Protein and satiety. Protein activates CCK (cholecystokinin), a hormone signalling fullness. A high-protein meal produces greater satiety than an equal-calorie high-carbohydrate meal. This is dose-dependent but observable around 30-40g per meal.

Adherence. The best diet is the one you stick to. If anabolic cooking principles make caloric restriction easier to maintain, that's genuinely valuable. A 10% deficit you maintain consistently beats a 20% deficit you abandon after three weeks.

None of this is controversial. The mechanisms are established. Anabolic cooking simply applies them methodically.

The Greg Doucette Context Problem

Greg is an IFBB professional. That means:

  • He uses anabolic steroids, pharmaceutical diuretics, and other performance-enhancing drugs
  • He trains 5-6 days weekly with professional coaching and recovery infrastructure
  • He has millions of dollars in supplement company partnerships and sponsorships
  • His job is literally being in peak condition

His context is not your context.

When Greg talks about losing 20 pounds of fat while maintaining muscle, he's operating under pharmaceutical support that dramatically enhances metabolic flexibility and muscle retention. When he emphasises "harder than last time" progressive overload in a deficit, he's implying an intensity level that requires pharmaceutical support to recover from.

For a natural, recreational lifter, the principles apply. The execution is different.

What Natural Lifters Should Actually Do

1. Use the satiety framework. Build meals around protein (30-50g) and low-calorie vegetables. This creates volume and satiation without excess calories. This works regardless of genetics or pharmaceutical status.

2. Track protein intake. Aim for 1.8-2.2g per kilogram of body weight daily. This is the effective range for muscle maintenance during a deficit. Greg's "more is always better" approach works when you're anabolic. For natural lifters, there's a point of diminishing returns around 2g/kg.

3. Create modest deficits. Greg can lose 1-2 pounds weekly while maintaining muscle. Natural lifters should lose 0.5-1 pound weekly. A steeper deficit increases muscle loss. This requires patience.

4. Train with intensity, not volume. Greg can handle 25+ sets per muscle group weekly because pharmaceutical support enhances recovery. Natural lifters perform better with 10-15 sets per muscle group, split across multiple sessions. Maintain heavy compound strength during a deficit.

◆ **Provided data**:
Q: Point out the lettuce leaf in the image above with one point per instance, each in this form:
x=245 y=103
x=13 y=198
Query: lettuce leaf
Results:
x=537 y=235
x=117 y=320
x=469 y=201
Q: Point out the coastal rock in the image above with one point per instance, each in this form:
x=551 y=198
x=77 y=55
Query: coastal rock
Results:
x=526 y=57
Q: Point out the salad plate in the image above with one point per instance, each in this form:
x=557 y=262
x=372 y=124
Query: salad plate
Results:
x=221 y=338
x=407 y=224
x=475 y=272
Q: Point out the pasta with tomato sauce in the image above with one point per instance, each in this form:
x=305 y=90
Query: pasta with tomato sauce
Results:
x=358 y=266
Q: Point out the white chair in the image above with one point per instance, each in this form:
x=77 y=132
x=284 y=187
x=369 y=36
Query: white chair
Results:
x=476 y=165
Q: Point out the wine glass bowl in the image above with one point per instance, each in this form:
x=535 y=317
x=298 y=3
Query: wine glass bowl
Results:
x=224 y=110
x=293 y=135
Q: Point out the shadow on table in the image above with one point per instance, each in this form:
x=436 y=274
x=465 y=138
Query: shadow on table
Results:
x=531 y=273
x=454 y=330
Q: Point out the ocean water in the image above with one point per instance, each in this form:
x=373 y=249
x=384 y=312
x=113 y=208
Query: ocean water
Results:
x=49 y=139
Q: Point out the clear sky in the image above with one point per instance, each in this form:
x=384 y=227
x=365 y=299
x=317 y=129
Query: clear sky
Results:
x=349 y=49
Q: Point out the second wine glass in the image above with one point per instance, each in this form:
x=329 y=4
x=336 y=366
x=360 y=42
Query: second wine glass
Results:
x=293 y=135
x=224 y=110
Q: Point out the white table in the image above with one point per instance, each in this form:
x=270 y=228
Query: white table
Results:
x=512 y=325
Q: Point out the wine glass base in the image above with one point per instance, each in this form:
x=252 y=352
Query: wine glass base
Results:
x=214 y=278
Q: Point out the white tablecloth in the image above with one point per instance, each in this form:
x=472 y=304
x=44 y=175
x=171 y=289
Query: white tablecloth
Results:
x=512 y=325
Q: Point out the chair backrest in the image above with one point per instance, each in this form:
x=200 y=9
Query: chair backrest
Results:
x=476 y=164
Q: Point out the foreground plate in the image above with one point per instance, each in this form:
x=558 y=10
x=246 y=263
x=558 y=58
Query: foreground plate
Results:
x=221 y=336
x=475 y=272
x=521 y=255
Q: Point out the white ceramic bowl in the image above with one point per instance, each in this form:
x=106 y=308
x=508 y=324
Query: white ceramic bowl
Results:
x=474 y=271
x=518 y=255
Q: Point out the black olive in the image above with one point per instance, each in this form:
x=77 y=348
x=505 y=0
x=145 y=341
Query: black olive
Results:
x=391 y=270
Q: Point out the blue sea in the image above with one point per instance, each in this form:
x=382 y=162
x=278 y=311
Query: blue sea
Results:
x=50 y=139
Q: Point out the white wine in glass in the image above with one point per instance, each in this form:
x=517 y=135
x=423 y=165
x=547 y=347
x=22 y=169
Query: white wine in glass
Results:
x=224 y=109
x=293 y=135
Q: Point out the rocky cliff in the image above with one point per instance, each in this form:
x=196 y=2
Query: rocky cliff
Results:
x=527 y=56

--

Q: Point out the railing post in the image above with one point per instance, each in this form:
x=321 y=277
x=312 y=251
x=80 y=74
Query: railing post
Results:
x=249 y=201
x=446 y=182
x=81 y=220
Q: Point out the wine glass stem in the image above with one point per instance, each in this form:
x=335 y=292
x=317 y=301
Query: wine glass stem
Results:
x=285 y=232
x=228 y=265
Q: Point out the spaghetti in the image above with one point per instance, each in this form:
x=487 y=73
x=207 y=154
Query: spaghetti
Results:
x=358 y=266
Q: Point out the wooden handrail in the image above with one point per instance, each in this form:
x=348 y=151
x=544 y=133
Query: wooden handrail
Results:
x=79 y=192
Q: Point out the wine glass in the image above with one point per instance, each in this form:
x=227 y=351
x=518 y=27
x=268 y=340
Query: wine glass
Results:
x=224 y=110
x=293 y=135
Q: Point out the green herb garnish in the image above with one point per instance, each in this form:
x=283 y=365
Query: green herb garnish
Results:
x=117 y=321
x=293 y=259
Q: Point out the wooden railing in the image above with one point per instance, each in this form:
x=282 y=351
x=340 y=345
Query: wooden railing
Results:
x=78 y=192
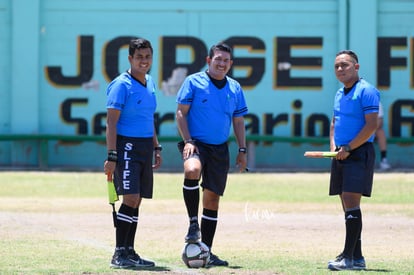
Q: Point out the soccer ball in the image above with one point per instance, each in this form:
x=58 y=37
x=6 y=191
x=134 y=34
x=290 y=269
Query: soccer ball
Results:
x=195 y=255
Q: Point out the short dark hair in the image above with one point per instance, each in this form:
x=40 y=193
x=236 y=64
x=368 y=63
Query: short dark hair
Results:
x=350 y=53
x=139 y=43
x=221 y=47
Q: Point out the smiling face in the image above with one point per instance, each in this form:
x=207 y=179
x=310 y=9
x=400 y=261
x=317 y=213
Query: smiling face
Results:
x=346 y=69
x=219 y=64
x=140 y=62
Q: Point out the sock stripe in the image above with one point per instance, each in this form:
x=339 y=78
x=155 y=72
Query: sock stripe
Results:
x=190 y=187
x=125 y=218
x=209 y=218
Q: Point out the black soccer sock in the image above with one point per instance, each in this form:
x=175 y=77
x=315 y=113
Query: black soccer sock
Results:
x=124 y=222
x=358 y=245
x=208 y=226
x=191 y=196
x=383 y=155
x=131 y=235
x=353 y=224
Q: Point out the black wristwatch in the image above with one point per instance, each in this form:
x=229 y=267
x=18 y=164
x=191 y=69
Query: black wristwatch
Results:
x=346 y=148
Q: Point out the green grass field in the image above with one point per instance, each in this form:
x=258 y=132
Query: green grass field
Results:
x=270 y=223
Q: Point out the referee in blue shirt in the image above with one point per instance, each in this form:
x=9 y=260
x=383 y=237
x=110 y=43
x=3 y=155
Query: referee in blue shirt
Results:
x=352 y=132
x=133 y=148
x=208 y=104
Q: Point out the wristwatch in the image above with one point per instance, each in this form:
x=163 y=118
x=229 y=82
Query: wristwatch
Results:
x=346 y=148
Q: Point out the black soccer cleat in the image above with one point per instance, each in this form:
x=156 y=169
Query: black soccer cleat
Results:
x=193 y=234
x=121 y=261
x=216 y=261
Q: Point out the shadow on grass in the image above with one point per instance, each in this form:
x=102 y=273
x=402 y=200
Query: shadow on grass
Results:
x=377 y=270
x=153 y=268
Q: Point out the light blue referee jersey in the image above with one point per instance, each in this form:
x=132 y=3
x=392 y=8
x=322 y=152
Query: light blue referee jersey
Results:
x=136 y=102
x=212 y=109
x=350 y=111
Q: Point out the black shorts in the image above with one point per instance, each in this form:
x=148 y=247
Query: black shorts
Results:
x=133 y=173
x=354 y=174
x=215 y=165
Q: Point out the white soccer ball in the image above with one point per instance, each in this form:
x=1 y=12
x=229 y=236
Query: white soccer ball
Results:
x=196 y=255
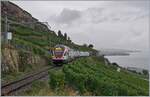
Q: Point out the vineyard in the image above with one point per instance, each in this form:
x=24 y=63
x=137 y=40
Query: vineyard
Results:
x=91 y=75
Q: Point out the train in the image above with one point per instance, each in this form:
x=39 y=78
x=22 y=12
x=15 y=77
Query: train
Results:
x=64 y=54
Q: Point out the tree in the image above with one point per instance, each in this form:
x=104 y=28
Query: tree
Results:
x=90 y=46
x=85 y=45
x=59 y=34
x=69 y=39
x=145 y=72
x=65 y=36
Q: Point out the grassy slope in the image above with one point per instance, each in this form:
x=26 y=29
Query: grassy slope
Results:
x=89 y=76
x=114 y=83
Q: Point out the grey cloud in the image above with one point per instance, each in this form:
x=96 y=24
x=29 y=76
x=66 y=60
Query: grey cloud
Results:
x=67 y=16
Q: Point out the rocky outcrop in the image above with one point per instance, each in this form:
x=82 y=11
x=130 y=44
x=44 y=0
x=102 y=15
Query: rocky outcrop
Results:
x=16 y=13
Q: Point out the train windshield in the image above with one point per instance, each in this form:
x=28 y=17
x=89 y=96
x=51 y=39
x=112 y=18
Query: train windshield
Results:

◆ **Problem description**: Please list every item that the nutrition text gives after "Greg is an IFBB professional. That means:".

◆ **Answer to the problem**:
- He uses anabolic steroids, pharmaceutical diuretics, and other performance-enhancing drugs.
- He trains 5-6 days weekly with professional coaching and recovery infrastructure.
- He has millions of dollars in supplement company partnerships and sponsorships.
- His job is literally being in peak condition.